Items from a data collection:
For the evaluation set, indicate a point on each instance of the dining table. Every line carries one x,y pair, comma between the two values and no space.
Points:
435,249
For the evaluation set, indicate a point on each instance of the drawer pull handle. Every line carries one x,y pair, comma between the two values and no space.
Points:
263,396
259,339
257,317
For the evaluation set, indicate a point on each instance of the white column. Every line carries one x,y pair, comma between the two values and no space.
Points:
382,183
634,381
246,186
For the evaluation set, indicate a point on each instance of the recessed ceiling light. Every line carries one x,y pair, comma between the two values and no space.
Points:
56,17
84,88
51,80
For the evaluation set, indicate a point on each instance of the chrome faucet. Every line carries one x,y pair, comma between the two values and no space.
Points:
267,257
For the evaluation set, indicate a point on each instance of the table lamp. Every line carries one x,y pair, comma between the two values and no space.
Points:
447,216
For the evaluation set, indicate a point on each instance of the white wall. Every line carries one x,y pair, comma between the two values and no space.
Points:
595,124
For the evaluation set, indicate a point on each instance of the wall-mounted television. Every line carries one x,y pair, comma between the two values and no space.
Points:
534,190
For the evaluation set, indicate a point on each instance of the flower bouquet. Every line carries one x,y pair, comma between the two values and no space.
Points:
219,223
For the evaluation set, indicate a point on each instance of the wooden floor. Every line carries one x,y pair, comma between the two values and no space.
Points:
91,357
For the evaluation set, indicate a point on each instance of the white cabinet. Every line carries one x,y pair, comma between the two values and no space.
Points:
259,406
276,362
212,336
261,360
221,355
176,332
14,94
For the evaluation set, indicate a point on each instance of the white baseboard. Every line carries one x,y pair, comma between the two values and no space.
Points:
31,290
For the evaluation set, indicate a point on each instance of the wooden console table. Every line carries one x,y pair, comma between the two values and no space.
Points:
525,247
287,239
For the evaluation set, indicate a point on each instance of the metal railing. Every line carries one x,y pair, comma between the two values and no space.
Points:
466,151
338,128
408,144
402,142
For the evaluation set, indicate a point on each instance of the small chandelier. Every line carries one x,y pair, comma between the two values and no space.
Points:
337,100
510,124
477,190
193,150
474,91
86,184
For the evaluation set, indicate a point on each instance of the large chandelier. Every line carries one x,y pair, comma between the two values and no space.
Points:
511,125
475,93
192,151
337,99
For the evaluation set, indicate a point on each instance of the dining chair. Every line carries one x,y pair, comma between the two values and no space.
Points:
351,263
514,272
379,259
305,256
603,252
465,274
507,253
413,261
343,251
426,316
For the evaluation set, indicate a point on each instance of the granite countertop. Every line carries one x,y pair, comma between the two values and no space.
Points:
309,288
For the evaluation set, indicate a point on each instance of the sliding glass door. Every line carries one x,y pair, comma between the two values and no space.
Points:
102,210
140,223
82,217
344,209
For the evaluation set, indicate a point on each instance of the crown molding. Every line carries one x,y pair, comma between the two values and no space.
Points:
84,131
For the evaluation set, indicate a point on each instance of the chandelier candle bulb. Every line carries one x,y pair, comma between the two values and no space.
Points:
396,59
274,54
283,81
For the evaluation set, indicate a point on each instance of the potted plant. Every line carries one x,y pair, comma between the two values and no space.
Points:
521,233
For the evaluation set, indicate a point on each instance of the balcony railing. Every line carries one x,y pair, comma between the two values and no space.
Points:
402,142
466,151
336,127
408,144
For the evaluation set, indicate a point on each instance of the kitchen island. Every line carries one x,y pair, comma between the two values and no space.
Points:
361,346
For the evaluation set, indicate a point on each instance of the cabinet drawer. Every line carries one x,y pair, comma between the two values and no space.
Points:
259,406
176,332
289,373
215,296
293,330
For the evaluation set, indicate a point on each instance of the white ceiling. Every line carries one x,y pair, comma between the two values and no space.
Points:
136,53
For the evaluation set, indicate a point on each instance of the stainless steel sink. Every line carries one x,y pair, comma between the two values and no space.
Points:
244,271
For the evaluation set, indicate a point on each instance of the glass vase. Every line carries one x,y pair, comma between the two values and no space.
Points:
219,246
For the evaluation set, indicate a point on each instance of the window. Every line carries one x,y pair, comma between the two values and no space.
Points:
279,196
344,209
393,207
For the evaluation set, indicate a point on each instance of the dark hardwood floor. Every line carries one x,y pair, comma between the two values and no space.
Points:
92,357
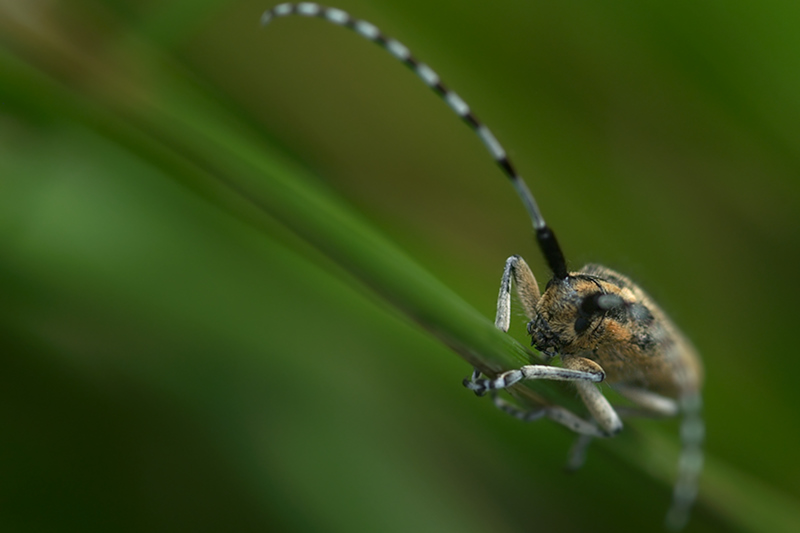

Task objective ▸
Reproduce the stretch from the line containing "of the window." through the end of the items, word for word. Leave the pictures out of your answer.

Exercise answer ▸
For the evaluation set, indicate a point on each instance of the window. Every line carries one x,y pair, comma between the two values and no space.
Points:
279,196
344,209
393,207
For the evaluation set, indicate a point on each instance of the dark hardwood floor. Every line carries one x,y pair, comma between the two values and no space.
Points:
92,357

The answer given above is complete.